◆ THE PROBLEM ◆
Would you print the material exactly, starting at its first line and ending at the line holding "positive clicks: (194, 123)"?

◆ RECORDS FOR THIS TASK ◆
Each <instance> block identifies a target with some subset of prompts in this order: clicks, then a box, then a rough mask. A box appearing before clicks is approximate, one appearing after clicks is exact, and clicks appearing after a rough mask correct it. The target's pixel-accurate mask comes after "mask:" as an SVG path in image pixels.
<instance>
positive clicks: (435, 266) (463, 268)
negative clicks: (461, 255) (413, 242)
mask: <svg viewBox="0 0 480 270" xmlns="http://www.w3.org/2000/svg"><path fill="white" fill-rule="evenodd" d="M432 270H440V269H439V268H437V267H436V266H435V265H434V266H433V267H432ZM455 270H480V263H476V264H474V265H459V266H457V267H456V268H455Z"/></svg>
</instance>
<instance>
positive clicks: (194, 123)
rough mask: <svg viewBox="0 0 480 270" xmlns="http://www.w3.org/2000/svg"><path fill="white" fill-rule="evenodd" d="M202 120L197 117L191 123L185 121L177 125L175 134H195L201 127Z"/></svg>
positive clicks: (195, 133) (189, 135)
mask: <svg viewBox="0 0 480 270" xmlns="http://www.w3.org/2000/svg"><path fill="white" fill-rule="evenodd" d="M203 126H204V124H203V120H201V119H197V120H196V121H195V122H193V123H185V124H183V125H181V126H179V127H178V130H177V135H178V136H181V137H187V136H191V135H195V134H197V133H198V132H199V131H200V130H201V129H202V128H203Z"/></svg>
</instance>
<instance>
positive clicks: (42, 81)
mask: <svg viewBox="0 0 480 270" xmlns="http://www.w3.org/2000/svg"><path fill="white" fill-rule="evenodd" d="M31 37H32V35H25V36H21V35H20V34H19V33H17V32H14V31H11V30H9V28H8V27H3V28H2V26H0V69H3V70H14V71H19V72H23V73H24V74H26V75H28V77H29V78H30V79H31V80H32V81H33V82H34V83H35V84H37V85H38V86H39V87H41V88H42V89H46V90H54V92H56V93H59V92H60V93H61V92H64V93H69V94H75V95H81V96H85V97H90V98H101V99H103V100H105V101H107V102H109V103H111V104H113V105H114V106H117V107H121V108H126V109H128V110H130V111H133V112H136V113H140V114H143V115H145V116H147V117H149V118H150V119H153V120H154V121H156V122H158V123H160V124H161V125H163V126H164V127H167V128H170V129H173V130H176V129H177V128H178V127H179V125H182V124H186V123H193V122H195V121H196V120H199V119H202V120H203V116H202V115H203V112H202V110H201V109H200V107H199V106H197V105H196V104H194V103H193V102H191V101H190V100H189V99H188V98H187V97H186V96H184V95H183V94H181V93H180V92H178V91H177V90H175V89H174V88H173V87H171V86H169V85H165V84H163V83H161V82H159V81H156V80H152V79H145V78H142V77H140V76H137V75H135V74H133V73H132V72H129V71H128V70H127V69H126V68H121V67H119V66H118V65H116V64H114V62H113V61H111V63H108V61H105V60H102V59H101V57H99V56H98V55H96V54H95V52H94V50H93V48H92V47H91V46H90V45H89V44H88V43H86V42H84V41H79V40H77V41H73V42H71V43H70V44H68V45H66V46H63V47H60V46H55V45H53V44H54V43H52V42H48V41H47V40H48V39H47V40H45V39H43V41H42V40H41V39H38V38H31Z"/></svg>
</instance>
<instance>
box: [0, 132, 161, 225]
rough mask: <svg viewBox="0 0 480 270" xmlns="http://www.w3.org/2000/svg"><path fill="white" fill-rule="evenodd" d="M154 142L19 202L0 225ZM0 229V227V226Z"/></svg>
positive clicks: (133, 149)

◆ RESPONSE BOX ◆
Each <instance> block identifies a target with some subset of prompts in this order: clicks, then a box, then a rough mask. A box appearing before clicks is approximate, one appearing after clicks is exact, and clicks appearing after a rough mask correct it. The target's pixel-accurate mask comes after "mask:" as an SVG path in image pixels.
<instance>
positive clicks: (435, 266) (463, 268)
negative clicks: (461, 255) (413, 242)
mask: <svg viewBox="0 0 480 270" xmlns="http://www.w3.org/2000/svg"><path fill="white" fill-rule="evenodd" d="M432 270H440V269H439V268H437V267H436V266H435V265H434V266H433V267H432ZM455 270H480V263H476V264H474V265H459V266H457V267H456V268H455Z"/></svg>
</instance>
<instance>
positive clicks: (194, 123)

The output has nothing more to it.